Point-per-instance localization data
----------------

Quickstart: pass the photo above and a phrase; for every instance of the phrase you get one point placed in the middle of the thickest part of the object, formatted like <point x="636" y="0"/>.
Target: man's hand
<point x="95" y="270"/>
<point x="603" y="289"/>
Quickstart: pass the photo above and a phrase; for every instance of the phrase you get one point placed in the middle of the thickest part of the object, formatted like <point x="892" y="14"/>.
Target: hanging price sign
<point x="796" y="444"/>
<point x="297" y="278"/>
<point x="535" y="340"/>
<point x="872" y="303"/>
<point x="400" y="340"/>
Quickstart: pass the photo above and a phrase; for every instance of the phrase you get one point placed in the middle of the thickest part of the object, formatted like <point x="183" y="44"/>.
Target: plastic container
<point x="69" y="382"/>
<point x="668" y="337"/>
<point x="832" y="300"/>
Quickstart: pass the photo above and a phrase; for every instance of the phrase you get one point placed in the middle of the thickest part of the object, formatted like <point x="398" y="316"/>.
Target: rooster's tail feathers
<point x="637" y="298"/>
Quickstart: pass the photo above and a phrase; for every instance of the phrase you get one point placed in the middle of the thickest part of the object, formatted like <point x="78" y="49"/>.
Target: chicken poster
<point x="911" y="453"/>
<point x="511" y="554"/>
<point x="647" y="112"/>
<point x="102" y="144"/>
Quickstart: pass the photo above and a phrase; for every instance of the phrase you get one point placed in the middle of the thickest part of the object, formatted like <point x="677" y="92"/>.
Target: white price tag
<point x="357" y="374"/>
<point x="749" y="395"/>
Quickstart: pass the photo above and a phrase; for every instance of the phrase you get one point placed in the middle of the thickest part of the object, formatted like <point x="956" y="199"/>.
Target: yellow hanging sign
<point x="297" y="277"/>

----------------

**Brief**: Set every entry down once more, exactly as written above.

**Task response**:
Quickstart: pass the photo above and a phrase; for every instance of the phrase you get one point placed in the middle of the thickest part of the object, formatted like <point x="636" y="0"/>.
Target: man's hand
<point x="95" y="270"/>
<point x="603" y="289"/>
Quickstart: pass the photo above and a phrase; for every instance of the phrase you get one point placed in the middle of the thickest part of the object, formatted like <point x="892" y="14"/>.
Target: hanging price sign
<point x="796" y="444"/>
<point x="297" y="278"/>
<point x="535" y="340"/>
<point x="872" y="303"/>
<point x="400" y="340"/>
Quickstart: pass the photo above and a phrase; for every instance of the phrase you get one point placed in the middle of the thickest part of the object, formatted like <point x="183" y="44"/>.
Target: plastic container
<point x="69" y="382"/>
<point x="668" y="337"/>
<point x="832" y="300"/>
Quickstart: pass the photo above and a phrase; for every instance of the phrase you get one point placed in the middle of the thickest part of the object, formatted like <point x="398" y="316"/>.
Target: rooster's tail feathers
<point x="637" y="298"/>
Quickstart: pass the photo above and a phrase; for every instance of the phrase you get one point placed in the middle of the thickest part of the object, formatted like <point x="78" y="49"/>.
Target: chicken poster
<point x="911" y="453"/>
<point x="511" y="554"/>
<point x="647" y="112"/>
<point x="102" y="144"/>
Quickstart: pass the photo above and a phrase; for every instance of the phrase you get one point placed in the middle of the thickest part of the object, formatted like <point x="677" y="92"/>.
Target: white price tag
<point x="357" y="374"/>
<point x="749" y="395"/>
Quickstart: pass the photo above and a phrase; for every instance of the phrase you get one point placed in the middle of the thickest part of the object, formatted like <point x="956" y="199"/>.
Target: yellow hanging sign
<point x="297" y="277"/>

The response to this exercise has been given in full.